▶ DATA TO USE
_ _ _ _ _ _ _
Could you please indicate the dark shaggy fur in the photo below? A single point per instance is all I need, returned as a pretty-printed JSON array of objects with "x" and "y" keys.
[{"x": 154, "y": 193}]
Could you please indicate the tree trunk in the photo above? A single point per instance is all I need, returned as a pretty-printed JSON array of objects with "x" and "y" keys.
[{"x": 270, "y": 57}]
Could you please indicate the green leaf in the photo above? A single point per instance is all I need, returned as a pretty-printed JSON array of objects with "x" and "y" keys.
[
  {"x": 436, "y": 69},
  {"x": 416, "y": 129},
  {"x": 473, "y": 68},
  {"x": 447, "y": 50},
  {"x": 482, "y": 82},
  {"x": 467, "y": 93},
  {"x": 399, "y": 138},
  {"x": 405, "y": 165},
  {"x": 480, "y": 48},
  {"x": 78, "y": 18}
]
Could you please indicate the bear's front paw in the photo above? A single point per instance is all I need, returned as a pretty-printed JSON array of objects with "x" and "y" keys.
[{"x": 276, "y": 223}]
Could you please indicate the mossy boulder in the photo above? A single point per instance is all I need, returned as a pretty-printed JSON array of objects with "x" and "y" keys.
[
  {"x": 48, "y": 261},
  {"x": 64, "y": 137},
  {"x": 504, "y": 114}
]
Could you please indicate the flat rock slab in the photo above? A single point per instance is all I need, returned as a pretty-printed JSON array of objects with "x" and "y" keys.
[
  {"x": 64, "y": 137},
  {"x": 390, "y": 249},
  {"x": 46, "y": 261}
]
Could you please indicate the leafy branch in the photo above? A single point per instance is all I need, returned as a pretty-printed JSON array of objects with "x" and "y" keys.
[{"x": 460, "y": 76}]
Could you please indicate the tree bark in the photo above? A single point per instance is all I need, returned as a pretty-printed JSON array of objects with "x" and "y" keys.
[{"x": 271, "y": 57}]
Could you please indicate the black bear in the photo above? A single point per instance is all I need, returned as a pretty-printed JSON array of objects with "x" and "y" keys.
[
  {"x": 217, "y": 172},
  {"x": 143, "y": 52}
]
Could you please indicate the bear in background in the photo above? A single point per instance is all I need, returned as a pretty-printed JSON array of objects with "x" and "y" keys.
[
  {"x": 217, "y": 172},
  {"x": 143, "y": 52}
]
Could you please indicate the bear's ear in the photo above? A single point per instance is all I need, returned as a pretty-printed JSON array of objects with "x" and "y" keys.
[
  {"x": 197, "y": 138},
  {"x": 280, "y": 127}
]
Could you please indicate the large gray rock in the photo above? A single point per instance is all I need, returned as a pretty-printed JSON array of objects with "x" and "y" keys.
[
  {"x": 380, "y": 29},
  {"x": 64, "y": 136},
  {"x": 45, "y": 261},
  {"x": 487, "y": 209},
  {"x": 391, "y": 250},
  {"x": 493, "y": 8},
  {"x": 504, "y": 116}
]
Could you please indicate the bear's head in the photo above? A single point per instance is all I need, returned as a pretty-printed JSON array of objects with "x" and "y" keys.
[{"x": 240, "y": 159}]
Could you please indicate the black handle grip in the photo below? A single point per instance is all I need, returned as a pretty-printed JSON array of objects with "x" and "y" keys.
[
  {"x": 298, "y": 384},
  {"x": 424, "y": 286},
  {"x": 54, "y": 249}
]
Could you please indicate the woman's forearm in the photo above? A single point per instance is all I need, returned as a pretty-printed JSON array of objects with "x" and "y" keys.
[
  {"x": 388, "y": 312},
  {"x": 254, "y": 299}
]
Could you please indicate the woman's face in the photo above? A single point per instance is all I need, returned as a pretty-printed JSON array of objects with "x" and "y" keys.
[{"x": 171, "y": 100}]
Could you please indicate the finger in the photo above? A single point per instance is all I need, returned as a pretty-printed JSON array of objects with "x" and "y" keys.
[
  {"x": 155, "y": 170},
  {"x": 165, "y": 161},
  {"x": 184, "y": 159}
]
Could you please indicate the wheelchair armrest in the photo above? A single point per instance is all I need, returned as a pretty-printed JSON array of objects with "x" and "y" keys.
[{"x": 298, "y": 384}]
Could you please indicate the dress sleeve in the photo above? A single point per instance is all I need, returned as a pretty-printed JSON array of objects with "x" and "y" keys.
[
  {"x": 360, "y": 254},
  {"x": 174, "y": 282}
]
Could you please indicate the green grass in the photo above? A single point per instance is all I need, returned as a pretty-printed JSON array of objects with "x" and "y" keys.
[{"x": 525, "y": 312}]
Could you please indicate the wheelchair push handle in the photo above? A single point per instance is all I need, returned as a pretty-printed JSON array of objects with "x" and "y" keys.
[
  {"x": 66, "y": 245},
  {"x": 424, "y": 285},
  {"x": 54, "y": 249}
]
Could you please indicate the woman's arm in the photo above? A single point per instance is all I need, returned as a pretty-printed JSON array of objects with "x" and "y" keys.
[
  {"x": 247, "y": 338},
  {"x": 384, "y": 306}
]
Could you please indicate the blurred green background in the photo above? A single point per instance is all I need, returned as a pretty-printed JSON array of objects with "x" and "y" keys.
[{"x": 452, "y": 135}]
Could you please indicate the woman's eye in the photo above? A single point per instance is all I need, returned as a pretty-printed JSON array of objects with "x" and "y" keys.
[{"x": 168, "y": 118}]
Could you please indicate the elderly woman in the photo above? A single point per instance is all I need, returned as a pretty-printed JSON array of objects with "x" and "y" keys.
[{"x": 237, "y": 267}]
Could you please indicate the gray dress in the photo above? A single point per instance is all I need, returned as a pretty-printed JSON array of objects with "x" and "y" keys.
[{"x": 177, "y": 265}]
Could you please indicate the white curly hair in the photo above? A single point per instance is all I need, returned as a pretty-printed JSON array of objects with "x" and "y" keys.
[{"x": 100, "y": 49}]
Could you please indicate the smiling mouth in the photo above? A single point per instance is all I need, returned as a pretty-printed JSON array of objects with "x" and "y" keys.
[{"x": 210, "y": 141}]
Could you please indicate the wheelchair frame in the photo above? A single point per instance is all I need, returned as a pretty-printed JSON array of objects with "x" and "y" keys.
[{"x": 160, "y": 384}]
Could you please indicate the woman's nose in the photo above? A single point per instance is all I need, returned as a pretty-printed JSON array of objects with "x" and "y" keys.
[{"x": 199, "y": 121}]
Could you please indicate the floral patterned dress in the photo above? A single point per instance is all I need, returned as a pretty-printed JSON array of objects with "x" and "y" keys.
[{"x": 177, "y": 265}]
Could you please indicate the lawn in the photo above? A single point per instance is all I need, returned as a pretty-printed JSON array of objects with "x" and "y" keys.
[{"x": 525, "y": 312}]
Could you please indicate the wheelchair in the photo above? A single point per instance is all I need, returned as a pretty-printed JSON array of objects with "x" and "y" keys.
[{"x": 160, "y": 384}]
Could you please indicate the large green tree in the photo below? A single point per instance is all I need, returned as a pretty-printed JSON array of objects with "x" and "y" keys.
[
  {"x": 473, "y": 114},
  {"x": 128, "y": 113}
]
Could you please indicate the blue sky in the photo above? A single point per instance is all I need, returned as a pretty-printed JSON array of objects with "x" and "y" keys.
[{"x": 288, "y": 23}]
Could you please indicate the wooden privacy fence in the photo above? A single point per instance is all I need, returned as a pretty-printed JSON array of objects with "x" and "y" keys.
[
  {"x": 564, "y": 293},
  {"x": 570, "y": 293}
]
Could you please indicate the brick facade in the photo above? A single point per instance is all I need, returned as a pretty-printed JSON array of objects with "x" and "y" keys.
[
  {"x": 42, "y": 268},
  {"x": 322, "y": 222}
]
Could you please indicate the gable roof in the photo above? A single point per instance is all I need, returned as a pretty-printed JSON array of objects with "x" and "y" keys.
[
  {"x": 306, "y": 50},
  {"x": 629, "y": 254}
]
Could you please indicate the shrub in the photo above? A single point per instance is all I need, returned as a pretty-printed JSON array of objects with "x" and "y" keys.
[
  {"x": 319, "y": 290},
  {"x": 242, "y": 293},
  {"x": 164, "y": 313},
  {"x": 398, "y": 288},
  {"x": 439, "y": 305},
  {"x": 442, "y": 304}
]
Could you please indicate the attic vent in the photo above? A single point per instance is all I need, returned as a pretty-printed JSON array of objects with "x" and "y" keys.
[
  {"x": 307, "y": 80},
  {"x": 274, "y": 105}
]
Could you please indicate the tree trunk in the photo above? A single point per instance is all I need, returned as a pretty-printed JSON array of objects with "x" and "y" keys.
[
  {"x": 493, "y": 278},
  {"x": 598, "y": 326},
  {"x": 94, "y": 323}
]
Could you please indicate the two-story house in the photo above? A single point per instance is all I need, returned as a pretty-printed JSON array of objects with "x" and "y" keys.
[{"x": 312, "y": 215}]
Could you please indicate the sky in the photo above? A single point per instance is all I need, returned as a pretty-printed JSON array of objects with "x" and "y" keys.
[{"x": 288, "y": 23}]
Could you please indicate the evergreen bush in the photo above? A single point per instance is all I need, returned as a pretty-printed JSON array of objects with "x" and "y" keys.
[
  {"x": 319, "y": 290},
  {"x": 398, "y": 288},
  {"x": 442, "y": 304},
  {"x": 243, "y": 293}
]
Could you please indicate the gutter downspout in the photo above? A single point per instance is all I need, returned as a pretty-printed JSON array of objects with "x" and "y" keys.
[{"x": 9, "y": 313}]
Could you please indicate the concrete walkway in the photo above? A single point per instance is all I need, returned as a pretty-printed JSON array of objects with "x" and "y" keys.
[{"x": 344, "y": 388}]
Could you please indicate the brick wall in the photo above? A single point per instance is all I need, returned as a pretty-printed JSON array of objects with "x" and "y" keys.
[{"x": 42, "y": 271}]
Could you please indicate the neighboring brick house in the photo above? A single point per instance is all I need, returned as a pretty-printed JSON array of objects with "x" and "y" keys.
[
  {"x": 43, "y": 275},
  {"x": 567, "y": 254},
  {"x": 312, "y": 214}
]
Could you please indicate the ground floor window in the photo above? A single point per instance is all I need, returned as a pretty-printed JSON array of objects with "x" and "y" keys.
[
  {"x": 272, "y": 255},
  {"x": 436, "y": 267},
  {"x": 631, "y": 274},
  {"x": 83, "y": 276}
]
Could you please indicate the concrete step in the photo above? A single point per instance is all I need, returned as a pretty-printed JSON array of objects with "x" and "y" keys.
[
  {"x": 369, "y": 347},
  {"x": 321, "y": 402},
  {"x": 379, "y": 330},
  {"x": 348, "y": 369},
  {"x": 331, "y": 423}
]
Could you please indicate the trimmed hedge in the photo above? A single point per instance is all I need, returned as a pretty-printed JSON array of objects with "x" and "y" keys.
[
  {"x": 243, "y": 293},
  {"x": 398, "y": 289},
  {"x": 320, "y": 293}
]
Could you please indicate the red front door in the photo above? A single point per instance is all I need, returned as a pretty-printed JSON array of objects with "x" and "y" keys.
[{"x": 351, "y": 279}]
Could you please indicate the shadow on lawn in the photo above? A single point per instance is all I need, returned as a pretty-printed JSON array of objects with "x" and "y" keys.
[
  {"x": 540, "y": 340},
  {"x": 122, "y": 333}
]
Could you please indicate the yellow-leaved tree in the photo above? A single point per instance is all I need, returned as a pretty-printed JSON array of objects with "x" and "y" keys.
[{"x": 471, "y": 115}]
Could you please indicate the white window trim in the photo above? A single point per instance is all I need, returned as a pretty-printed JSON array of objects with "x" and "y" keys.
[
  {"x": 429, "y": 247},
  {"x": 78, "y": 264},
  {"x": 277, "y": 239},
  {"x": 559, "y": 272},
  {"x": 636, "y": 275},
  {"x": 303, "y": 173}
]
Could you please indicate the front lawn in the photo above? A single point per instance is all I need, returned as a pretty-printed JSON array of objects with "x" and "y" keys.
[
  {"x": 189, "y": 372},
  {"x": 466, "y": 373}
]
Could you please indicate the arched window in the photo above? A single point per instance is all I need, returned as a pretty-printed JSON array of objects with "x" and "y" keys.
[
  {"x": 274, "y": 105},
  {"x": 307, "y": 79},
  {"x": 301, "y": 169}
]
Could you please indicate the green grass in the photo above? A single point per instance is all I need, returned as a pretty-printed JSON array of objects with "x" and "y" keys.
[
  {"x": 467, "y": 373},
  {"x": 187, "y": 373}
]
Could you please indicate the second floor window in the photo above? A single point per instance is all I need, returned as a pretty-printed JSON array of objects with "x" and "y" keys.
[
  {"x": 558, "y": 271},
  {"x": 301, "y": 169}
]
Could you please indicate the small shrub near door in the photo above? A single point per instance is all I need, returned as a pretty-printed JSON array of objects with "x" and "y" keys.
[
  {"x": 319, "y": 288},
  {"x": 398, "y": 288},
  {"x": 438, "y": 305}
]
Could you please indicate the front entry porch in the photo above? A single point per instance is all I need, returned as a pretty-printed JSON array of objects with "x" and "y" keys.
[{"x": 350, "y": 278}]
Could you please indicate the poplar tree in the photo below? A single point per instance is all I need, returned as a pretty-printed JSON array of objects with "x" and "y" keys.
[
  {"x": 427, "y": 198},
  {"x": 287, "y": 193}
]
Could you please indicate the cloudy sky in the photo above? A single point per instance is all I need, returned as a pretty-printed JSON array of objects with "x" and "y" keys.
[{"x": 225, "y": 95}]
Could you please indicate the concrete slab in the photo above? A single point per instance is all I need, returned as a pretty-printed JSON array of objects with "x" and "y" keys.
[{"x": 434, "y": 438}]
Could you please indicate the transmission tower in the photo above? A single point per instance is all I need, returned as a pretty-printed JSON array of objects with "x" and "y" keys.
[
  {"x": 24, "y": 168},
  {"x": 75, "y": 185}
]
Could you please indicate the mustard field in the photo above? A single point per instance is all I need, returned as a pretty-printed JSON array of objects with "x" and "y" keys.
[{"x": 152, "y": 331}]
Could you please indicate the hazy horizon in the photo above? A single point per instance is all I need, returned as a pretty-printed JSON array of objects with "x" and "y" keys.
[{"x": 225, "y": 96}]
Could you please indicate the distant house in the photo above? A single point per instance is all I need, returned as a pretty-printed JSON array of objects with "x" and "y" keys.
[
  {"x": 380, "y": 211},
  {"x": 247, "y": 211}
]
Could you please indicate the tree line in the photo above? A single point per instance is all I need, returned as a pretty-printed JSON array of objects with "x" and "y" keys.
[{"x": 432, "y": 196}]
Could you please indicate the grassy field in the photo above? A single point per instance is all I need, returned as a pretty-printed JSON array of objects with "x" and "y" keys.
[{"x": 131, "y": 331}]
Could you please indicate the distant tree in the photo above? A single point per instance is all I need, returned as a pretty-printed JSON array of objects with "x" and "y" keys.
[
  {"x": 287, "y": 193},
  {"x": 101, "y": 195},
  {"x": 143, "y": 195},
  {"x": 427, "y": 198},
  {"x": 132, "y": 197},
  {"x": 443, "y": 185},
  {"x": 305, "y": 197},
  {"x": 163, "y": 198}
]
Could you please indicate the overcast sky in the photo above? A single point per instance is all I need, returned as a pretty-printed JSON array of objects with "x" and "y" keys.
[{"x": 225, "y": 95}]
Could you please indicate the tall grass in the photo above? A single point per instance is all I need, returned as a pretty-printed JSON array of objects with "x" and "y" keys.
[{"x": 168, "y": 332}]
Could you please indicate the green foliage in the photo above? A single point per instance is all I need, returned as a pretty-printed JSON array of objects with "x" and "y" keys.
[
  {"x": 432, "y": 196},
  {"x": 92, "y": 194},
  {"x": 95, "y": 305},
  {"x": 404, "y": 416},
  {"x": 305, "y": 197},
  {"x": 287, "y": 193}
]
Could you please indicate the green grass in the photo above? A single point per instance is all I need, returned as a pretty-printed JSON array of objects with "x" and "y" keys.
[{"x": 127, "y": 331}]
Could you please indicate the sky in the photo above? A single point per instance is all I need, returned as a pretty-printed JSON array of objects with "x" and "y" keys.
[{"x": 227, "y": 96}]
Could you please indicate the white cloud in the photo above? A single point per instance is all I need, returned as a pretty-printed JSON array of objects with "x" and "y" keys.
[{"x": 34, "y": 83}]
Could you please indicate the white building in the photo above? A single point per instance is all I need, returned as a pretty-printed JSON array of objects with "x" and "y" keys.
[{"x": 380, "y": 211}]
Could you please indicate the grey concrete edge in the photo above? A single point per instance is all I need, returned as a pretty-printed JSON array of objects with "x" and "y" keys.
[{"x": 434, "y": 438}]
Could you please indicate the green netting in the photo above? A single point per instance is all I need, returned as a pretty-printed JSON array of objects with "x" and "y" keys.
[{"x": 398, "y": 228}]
_ _ _ _ _ _ _
▶ EXERCISE OBJECTIVE
Please put the stretch from the line containing "Could you please indicate the green foliage" through the end of the entries into a numbered list, leaving out any blank lines.

▶ RESULT
1. Could you please indicate the green foliage in the photo above? A single point per instance is all I need, returned as a pretty-printed JSON array of objects with "x" and "y" keys.
2. [
3.   {"x": 432, "y": 196},
4.   {"x": 92, "y": 194},
5.   {"x": 95, "y": 305},
6.   {"x": 404, "y": 416},
7.   {"x": 305, "y": 197},
8.   {"x": 287, "y": 193}
9. ]
10. Could you please indicate the green grass in the photo above? A single point per instance is all I need, returned as a pretty-printed JSON array of objects with "x" and "y" keys.
11. [{"x": 127, "y": 331}]
12. Could you please indicate the sky in the photo above? A single point per instance is all I need, returned as a pretty-printed JSON array of objects with "x" and "y" keys.
13. [{"x": 227, "y": 96}]
14. Could you please indicate the white cloud in the photo above? A single point per instance is all I need, returned as a pretty-printed JSON array of objects with "x" and "y" keys.
15. [{"x": 34, "y": 83}]
16. Could you please indicate the white building in the photo above? A single point per instance is all I need, returned as a pretty-printed JSON array of objects with "x" and "y" keys.
17. [{"x": 380, "y": 211}]
18. Could you please indicate the grey concrete edge in the photo above? A single point per instance is all I need, returned as a pretty-printed JSON array of objects with "x" and "y" keys.
19. [{"x": 434, "y": 438}]
20. Could you please indicate the green netting in the photo above? A single point per instance is all I need, returned as a pretty-printed JSON array of objects with "x" and "y" keys.
21. [{"x": 398, "y": 228}]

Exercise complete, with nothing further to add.